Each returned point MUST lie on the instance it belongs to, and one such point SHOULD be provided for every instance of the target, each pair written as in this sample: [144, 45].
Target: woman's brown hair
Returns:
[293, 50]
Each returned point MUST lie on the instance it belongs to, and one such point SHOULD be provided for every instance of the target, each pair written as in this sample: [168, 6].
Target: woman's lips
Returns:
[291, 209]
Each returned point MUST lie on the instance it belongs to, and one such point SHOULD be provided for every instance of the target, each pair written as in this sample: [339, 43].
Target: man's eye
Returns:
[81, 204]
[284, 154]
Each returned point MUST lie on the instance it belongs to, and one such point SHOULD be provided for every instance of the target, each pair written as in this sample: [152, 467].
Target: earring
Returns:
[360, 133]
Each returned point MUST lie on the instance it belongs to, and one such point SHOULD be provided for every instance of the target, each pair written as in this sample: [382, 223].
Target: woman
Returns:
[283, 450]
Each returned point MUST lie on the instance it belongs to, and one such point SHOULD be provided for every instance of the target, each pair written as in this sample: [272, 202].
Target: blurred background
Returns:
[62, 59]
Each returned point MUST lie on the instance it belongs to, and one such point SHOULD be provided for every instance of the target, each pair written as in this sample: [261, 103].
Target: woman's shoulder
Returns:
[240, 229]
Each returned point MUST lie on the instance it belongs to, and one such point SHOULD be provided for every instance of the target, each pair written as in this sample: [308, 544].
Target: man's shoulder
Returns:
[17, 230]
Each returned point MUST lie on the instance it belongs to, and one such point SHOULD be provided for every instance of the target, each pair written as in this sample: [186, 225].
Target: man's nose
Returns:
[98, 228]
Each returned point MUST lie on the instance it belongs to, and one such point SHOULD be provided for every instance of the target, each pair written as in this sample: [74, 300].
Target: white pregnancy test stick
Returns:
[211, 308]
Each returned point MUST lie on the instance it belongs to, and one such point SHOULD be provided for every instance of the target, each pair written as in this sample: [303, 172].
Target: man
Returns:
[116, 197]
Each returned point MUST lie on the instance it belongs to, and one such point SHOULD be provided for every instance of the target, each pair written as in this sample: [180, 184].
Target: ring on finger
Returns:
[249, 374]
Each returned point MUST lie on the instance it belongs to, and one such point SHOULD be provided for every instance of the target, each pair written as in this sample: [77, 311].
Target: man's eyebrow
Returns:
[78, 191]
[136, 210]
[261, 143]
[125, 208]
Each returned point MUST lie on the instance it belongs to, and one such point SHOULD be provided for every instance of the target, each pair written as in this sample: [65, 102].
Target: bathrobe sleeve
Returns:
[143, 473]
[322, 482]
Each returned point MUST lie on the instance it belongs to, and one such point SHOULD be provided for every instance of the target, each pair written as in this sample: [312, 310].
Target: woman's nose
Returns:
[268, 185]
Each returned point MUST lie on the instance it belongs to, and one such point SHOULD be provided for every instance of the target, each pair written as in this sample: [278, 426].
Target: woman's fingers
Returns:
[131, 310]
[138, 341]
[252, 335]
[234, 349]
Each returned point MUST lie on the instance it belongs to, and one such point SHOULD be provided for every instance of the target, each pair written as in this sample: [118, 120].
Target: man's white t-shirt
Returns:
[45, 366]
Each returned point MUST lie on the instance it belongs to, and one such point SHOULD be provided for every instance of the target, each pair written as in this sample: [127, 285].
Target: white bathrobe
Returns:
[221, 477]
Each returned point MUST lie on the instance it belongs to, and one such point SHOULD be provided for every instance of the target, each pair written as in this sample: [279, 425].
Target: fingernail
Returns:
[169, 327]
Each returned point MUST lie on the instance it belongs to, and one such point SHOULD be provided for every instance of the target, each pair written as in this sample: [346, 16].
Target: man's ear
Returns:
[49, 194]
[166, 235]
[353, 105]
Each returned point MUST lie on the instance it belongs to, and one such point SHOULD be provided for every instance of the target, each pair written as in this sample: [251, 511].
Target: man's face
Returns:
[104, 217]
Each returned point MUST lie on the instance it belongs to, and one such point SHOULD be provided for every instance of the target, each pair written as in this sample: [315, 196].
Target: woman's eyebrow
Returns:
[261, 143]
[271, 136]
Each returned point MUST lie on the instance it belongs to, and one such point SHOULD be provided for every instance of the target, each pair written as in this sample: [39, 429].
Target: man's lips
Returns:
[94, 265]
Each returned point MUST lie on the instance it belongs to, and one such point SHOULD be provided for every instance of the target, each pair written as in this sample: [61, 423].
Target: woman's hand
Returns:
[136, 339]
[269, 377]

* **What the task asks**
Copy every line from the one containing "sample: [39, 429]." through the end of the records, requests included. Scale each point coordinate in the answers by 1.8 and round to whole numbers, with halves rounded up, but keep the numbers in the requests and their sample pairs unchanged.

* **Solution to this task**
Each returned point MUST lie on the instance it belongs to, and one such point SHOULD be provided for every instance of the target, each pair written as in this sample: [39, 429].
Target: man's lips
Returns:
[169, 477]
Each returned point MUST lie on the instance it belongs to, and one such point SHOULD be provided for every instance of the target, each pair written as in this sample: [61, 423].
Target: woman's hand
Returns:
[245, 610]
[484, 679]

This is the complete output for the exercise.